Lines of data
::::::::::
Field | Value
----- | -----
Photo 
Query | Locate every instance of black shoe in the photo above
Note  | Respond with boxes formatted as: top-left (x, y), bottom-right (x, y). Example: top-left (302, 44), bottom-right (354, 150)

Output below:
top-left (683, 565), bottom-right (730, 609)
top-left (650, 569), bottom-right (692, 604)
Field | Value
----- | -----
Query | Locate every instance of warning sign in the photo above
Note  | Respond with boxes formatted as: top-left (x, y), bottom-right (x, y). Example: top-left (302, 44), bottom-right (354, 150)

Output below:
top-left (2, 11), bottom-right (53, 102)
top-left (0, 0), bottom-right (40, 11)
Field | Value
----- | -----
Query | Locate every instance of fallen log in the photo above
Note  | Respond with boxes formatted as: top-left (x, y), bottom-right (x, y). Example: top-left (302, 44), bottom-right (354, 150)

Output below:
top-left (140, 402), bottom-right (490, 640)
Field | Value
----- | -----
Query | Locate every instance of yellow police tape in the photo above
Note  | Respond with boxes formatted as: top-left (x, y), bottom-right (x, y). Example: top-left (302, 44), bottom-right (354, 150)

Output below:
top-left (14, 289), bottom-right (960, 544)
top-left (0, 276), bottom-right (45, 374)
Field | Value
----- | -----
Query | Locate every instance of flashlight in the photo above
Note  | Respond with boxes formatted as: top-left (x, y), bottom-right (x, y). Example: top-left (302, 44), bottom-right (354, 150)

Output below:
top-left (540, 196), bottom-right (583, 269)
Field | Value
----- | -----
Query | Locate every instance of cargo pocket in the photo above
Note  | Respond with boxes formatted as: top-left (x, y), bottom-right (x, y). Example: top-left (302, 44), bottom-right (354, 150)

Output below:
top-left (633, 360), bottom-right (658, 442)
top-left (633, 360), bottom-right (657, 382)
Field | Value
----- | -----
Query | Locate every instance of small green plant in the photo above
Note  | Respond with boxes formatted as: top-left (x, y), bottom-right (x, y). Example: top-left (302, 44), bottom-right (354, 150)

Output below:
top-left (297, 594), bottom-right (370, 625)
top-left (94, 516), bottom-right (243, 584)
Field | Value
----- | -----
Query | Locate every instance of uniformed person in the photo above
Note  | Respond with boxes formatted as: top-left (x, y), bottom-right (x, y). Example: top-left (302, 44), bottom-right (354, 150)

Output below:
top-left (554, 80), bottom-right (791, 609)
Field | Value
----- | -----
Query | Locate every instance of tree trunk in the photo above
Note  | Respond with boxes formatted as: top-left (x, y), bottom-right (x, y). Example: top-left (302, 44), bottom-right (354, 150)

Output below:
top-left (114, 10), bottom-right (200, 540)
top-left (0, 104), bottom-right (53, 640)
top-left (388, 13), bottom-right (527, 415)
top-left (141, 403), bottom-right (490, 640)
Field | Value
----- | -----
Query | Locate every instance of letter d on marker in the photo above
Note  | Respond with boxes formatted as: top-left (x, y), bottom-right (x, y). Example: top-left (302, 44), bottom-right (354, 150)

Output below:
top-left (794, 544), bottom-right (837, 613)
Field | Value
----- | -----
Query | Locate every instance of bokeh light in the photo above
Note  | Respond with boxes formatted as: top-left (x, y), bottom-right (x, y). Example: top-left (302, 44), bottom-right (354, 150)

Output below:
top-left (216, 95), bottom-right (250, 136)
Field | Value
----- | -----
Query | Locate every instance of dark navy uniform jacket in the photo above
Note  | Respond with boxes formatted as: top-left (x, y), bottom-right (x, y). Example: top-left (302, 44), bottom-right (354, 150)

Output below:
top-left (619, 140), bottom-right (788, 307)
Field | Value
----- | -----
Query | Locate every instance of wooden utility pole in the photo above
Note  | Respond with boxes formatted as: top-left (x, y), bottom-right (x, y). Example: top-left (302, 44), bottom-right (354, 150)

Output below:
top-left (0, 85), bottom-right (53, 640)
::::::::::
▶ _Given problem_:
Take everything from the start of the lines down to the line containing "top-left (650, 569), bottom-right (692, 604)", and rewrite it with "black shoe" changed to "brown boot", keeping all else the same.

▶ _Answer for the task_:
Field | Value
----- | -----
Photo 
Query | Locate every instance of brown boot in the photo above
Note  | Respond with boxes formatted as: top-left (x, y), bottom-right (x, y). Example: top-left (302, 44), bottom-right (354, 150)

Output below:
top-left (683, 565), bottom-right (730, 609)
top-left (650, 569), bottom-right (692, 604)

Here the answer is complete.